• Data shown
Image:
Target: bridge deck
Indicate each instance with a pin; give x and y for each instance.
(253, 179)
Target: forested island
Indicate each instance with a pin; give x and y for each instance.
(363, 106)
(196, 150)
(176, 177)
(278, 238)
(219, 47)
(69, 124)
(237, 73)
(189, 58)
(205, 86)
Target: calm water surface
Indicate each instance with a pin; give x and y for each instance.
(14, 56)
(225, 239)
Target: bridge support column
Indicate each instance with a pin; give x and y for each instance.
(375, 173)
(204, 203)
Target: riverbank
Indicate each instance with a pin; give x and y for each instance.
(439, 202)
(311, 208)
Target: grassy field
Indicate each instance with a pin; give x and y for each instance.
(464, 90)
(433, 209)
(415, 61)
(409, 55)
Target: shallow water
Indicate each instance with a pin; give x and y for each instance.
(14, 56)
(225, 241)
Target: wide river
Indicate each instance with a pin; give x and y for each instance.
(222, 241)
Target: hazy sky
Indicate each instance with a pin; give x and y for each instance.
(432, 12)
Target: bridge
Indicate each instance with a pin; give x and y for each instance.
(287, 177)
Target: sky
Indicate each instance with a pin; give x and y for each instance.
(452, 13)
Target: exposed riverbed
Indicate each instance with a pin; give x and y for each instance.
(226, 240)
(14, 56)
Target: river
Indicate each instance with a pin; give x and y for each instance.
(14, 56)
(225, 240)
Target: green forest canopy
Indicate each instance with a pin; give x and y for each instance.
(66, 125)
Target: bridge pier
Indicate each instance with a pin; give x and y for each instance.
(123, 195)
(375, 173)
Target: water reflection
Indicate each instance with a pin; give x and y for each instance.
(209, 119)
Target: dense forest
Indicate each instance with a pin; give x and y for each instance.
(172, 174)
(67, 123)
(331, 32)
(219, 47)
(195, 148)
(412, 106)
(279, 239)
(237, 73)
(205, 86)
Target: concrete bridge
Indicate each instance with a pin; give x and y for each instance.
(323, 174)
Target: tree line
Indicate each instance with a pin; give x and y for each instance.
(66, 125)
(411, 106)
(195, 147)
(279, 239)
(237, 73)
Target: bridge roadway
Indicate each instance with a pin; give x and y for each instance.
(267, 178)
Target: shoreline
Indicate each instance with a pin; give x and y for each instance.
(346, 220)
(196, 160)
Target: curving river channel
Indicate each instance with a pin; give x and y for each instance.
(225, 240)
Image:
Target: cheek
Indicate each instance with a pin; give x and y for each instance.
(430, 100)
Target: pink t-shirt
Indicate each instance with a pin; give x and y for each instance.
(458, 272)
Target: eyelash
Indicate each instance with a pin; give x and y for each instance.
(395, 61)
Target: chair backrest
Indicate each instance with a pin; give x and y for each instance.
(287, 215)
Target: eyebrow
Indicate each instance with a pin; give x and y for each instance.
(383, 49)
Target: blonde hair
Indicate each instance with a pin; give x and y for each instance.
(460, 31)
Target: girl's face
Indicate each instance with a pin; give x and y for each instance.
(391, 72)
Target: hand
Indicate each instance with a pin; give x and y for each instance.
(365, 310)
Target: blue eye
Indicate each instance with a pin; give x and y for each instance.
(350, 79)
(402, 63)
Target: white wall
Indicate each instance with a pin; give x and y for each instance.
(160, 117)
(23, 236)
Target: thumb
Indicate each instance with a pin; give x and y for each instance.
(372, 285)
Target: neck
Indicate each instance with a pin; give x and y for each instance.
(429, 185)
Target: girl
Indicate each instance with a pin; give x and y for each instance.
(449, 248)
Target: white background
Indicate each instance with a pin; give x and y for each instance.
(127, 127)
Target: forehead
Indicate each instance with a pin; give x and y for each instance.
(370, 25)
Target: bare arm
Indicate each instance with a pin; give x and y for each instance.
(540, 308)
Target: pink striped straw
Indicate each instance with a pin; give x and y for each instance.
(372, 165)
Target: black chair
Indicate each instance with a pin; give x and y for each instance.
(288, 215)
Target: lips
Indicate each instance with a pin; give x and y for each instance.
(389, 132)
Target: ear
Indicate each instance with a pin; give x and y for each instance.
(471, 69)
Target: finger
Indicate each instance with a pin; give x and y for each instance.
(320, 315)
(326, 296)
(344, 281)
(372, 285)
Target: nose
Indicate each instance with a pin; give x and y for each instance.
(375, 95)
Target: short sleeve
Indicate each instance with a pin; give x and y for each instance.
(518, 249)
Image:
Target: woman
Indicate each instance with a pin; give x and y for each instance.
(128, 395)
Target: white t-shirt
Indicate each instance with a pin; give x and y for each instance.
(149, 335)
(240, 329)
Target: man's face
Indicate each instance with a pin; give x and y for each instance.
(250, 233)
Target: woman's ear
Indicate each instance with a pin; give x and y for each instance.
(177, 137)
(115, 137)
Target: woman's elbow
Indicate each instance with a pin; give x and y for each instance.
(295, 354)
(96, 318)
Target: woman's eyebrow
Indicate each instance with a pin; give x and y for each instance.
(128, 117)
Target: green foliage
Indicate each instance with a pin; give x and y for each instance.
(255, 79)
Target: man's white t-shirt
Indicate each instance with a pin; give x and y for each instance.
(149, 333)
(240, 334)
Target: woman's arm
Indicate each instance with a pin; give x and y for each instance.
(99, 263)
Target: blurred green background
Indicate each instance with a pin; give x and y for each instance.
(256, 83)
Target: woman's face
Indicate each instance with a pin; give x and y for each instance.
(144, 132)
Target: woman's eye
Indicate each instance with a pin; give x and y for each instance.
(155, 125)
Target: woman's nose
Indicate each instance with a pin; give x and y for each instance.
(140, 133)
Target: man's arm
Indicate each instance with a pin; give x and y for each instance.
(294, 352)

• Exercise aim
Write out exactly the lines from the line holding "Target: woman's arm" through the last line of the data, and nothing besides those lines.

• Full response
Target: woman's arm
Indicate each instance with a pin; give x and y for each instance.
(99, 263)
Target: blurred green background
Indicate each instance with a pin; give x and y for each instance.
(256, 83)
Target: woman's face
Indicate each instance with a pin; give x and y for each instance.
(144, 132)
Target: woman's eye
Indicate each instance with a pin; give x and y for each instance.
(155, 125)
Target: woman's nose
Indicate each instance with a pin; give x and y for each instance.
(140, 133)
Target: man's arm
Indicate each instance with a pin; give x and y for each instance.
(294, 352)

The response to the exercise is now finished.